= Source document =
***

Ordinateur

TIL: Phantom Types and Typestates in Rust

March 27, 2025

I’ve recently learned some common patterns in Rust to enforce runtime properties at compile time.

Phantom types

Adding a PhantomData<T> field to your type tells the compiler that your type acts as though it stores a value of type T, even though it doesn’t really. This information is used when computing certain safety properties.

Phantom types let you create subtle markers to distinguish objects that may be structurally identical but semantically different. This could be used to add safety when passing objects through layers of an application. When developing an API, it is conventional to validate data when processing a request at the boundary before passing it down into the domain or persistence layer.

I previously worked on a product that stored entity data. Users would send entities into our service as a serialized JSON-based blob. The service would then validate basic properties of the data and make sure that it is compatible with schemas provided by users in a previous step. The structure of an entity is the same before and after validation, but we would only want to store validated ones into our database. With phantom types, it could have looked like this:

pub struct Entity<T: Into<State>> {
	data: Value,
	_validation: PhantomData<T>
}

pub fn read_entity(json: &str) -> Entity<Unvalidated> {
    Entity {
	    data: serde_json::from_str(json).expect("Failed to parse entity"),
	    _validation: PhantomData
	}
}

impl Entity<Validated> {
    pub fn parse(unvalidated: Entity<Unvalidated>) -> Result<Self, Error> {
        ...
    }
}

// The function to store entities only accepts the validated form of the type
pub fn store_entity(entity: Entity<Validated>) -> Result<Id, Error> {
    ...
}

Typestate

The typestate pattern is an API design pattern that encodes information about an object’s run-time state in its compile-time type. In particular, an API using the typestate pattern will have:

This pattern uses phantom types and is an extension of what I showed above. Recently, I was writing an LLM-based application with a guided chat feature for getting key information from a user. It was difficult to balance getting a structured set of attributes from the user in a free form chat. As an exercise, I’ll show how this could be done with typestate in Rust.

***

Items from a dataset
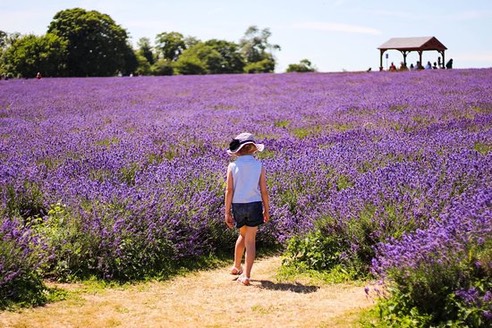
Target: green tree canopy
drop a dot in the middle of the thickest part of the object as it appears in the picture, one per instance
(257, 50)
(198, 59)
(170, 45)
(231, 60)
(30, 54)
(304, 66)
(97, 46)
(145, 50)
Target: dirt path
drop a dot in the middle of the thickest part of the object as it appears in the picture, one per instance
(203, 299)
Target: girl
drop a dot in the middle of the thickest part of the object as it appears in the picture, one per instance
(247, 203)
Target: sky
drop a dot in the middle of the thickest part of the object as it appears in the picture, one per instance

***

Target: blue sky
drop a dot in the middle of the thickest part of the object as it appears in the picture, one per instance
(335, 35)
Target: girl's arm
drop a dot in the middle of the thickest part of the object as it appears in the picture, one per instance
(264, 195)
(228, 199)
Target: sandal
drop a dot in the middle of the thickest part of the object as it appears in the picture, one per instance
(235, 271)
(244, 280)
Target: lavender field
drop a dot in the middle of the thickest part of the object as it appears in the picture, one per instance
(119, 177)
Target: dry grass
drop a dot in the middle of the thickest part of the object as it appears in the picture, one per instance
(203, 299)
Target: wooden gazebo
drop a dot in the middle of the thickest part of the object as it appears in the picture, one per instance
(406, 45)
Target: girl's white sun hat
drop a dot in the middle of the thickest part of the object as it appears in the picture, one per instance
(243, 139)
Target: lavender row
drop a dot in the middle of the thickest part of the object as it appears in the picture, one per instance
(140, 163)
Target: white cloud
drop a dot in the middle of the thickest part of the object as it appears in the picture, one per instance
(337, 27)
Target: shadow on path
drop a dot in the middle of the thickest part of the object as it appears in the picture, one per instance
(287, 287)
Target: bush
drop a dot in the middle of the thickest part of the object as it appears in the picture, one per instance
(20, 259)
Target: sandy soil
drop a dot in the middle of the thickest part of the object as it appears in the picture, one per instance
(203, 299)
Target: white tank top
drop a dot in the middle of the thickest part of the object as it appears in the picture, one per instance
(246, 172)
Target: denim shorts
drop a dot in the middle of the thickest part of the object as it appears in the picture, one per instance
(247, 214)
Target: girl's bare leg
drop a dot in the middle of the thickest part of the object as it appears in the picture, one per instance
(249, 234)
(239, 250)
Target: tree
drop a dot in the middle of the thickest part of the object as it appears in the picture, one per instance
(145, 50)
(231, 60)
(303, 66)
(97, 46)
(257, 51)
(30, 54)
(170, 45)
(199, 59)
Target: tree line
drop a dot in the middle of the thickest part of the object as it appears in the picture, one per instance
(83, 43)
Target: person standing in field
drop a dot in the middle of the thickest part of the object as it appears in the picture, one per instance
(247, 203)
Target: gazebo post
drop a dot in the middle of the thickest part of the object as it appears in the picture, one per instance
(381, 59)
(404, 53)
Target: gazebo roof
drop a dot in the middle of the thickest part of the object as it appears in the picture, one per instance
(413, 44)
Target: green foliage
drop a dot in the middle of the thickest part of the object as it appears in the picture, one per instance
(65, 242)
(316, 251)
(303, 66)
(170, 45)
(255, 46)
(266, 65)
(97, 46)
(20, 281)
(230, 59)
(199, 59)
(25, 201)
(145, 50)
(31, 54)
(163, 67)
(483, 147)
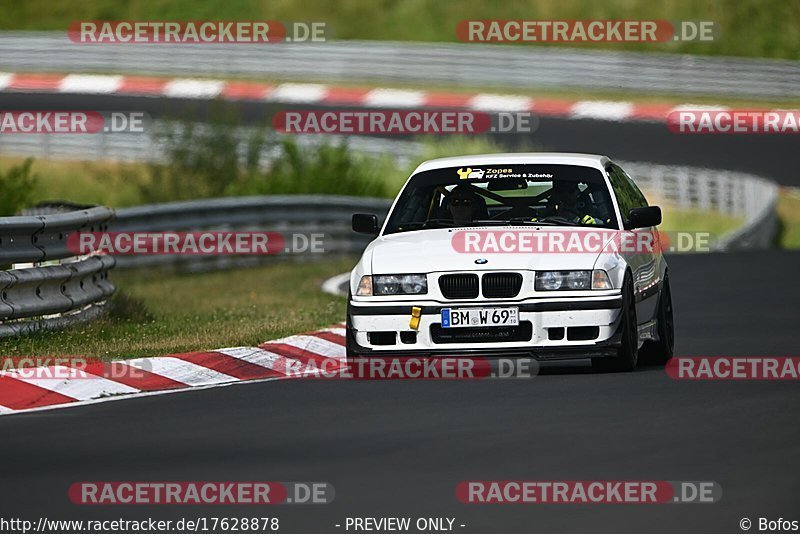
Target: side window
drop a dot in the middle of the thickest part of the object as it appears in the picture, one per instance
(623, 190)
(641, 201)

***

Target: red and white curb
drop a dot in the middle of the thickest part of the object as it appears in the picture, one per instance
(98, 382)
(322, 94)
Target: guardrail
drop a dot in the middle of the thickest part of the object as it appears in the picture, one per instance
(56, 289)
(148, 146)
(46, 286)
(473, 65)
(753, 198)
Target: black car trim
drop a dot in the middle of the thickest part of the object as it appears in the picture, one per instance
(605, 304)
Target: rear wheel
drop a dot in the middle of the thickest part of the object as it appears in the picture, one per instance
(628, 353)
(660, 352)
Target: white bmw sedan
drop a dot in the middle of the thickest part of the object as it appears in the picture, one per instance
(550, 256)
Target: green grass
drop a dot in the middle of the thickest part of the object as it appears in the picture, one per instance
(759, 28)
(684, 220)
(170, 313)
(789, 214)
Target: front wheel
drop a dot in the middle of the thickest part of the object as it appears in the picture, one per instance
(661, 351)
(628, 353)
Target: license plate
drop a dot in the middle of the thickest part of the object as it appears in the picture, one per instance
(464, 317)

***

= Exercise goal =
Continue the post on phantom types and typestates in Rust, starting right after its last sentence.

= Expected answer =
Imagine trying to determine what product a user wants to order. You may need the details on name, brand, and quantity. The user might not provide all of this information in one shot, so the application needs to be able to handle partial information.

pub trait QuestionAnswer {
    pub fn generate_question() -> String;
    pub fn parse_answer() -> AnswerState;
}

pub enum AnswerState {
    MissingAttributes(MissingAttributes),
    AllInformation(AllInformation)
}

pub struct MissingAttributes {
    name: Option<String>,
    brand: Option<String>,
    quantity: Option<u64>
}

pub struct AllInformation {
    name: String,
    brand: String,
    quantity: u64
}

impl QuestionAnswer for MissingAttributes {
    fn generate_question() -> String {
        "You are a QA bot trying to get product information from a user..."
    }

    fn parse_answer(response: &str) -> AnswerState {
        serde_json::from_str(response).expect("Failed to parse entity")
    }
}

run_session(model: LLM, user: User) {
    let mut state = AnswerState::MissingAttributes(MissingAttributes {})
    while let AnswerState::MissingAttributes(missing) = state {
        let question = state.generate_question()
        let response = user.get_response(question)
        let state = parse_answer(response)
    }
}

Further reading: I recently came across this old conference talk about “Making Impossible States Impossible”, which has some interesting data structures for making a similar Q&A interface safer. While the presentation is in Elm, the concepts would translate to many different languages.